Exercise aim: Print the complete set of entries exactly.

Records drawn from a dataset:
****************************************

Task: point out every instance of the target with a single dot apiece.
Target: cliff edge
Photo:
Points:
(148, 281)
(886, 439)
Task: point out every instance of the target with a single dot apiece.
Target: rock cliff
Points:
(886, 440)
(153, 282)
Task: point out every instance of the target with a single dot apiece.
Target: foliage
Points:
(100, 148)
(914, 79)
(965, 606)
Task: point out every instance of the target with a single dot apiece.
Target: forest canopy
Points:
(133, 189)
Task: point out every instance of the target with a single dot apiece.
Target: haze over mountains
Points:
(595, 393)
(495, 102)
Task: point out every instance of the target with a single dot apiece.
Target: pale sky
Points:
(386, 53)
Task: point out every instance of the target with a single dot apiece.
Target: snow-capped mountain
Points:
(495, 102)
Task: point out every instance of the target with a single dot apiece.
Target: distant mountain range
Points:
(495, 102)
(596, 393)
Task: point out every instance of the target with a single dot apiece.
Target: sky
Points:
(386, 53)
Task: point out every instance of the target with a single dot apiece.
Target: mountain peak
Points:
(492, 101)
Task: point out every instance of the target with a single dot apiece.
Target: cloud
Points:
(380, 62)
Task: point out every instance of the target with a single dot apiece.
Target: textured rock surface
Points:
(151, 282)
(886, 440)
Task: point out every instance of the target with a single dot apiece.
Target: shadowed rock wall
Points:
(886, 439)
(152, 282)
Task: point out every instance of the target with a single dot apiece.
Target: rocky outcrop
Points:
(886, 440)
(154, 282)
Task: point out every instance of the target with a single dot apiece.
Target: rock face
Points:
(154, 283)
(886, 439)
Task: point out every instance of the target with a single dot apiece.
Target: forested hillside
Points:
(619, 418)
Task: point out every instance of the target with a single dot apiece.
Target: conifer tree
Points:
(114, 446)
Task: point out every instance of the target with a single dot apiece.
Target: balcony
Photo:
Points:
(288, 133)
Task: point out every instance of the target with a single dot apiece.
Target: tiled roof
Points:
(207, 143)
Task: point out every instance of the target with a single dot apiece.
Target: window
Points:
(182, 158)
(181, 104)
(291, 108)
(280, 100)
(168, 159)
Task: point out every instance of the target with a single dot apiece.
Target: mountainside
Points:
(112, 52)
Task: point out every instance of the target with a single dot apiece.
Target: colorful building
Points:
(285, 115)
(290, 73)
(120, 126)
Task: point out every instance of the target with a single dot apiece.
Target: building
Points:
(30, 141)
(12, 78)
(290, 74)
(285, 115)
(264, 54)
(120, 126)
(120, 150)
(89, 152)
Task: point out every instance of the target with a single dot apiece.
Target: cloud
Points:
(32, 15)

****************************************

Solution for this exercise:
Task: point out every instance of the target with a single dot apiece.
Target: cliff edge
Photo:
Points:
(148, 281)
(886, 439)
Task: point out every instance of the target with a single dot apiece.
Target: rock cliff
Points:
(886, 440)
(153, 282)
Task: point out every instance of the target with a single dot apiece.
Target: foliage
Points:
(100, 148)
(914, 79)
(965, 606)
Task: point out every instance of the target with a single dot apiece.
Target: forest canopy
Points:
(133, 189)
Task: point out every instance of the target with a single dot apiece.
Target: haze over mountains
Points:
(595, 393)
(495, 102)
Task: point out every instance of the target with a single dot apiece.
Target: pale sky
Points:
(386, 53)
Task: point out every instance of the target with a single dot apiece.
Target: snow-capped mountain
Points:
(495, 102)
Task: point out every instance of the target with a single dot apiece.
Target: distant mountain range
Points:
(495, 102)
(596, 393)
Task: point out every instance of the target with a single dot apiece.
Target: sky
Points:
(386, 53)
Task: point out every instance of the target with a single dot apiece.
Target: mountain peak
Points:
(492, 101)
Task: point out every instance of the target with a single dot apiece.
Target: cloud
Points:
(380, 62)
Task: point out every instance of the target with a single dot apiece.
Target: textured rock surface
Points:
(151, 282)
(886, 440)
Task: point out every instance of the target with a single dot apiece.
Target: shadowed rock wall
Points:
(886, 439)
(152, 282)
Task: point out every instance of the target with a single dot apiece.
Target: rocky outcrop
Points:
(886, 440)
(154, 282)
Task: point out every instance of the target with a single dot apiece.
Target: rock face
Points:
(154, 283)
(886, 439)
Task: point out every instance of the target with a single dot apiece.
Target: forested hillside
Points:
(619, 418)
Task: point out every instance of the target with a single dot apiece.
Target: conifer tree
Points:
(114, 446)
Task: point out every instance of the target with a single dot apiece.
Target: balcony
Photo:
Points:
(288, 133)
Task: point out every instance of the target with a single dot apiece.
Target: tiled roof
Points:
(207, 143)
Task: point out every instance of the target with a single dot apiece.
Target: window
Points:
(182, 158)
(181, 104)
(291, 108)
(280, 100)
(168, 159)
Task: point out every instance of the target with a single dot apiece.
Target: mountainside
Points:
(112, 52)
Task: point out every instance of the target with a single dot apiece.
Target: colorful building
Points:
(285, 115)
(290, 73)
(120, 126)
Task: point out every instance of the target with a single dot apiece.
Target: building
Points:
(30, 141)
(12, 78)
(290, 74)
(285, 115)
(264, 54)
(120, 126)
(120, 150)
(89, 152)
Task: point out every instance of the target with a single dot apiece.
Target: cloud
Points:
(32, 15)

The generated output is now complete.